____ EXTRACTED RECORDS

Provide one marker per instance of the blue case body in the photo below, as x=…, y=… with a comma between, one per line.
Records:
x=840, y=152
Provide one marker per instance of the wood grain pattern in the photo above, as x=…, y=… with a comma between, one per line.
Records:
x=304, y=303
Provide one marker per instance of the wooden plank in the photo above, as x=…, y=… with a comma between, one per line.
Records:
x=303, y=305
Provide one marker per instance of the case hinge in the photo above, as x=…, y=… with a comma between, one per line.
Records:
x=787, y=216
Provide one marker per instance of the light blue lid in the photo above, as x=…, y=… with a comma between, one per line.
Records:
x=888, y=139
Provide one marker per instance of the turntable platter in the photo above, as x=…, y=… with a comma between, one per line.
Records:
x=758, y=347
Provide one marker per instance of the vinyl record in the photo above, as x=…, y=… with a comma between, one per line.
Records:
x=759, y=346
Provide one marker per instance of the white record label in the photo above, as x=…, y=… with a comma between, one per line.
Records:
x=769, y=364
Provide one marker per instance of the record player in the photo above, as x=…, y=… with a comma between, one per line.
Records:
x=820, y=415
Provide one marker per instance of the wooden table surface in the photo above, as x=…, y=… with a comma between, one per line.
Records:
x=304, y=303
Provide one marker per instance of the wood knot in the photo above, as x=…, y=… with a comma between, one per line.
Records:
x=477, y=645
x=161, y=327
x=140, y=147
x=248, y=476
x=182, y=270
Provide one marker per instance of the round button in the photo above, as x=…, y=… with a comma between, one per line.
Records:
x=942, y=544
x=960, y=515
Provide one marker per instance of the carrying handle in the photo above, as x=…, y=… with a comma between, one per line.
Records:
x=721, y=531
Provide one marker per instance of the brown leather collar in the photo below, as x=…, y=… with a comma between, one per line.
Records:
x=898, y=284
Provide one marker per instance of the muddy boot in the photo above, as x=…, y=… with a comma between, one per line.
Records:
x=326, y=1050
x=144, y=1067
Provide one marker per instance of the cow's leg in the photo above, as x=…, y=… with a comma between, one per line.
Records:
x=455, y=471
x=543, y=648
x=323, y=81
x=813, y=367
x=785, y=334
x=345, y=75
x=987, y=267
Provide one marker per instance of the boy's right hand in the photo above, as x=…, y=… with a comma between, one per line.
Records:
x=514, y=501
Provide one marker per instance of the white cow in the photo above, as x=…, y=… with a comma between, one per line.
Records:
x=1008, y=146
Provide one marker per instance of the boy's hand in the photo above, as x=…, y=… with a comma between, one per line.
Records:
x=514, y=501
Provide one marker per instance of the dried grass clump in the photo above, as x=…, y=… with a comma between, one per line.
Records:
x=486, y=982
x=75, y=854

________

(WHAT IS BEING ASKED): From the line containing "Provide one marker per instance of the boy's right" through the closing line of the material above, return every line exactly and omit all others.

(THE REPLY):
Provide one marker per instance of the boy's right hand in the photo above, as x=…, y=… with a comma between, one per line.
Records:
x=514, y=501
Provide one marker per instance of the white cow in the photo above, as x=…, y=… with a comma between, one per line.
Records:
x=1008, y=146
Provide one marker per instance of the boy's hand in the photo above, as x=…, y=… with a comma between, one per line.
Records:
x=514, y=501
Provide one marker per instance of the dried grass clump in the photo above, as x=…, y=… with a comma between, one per line.
Records:
x=486, y=982
x=75, y=854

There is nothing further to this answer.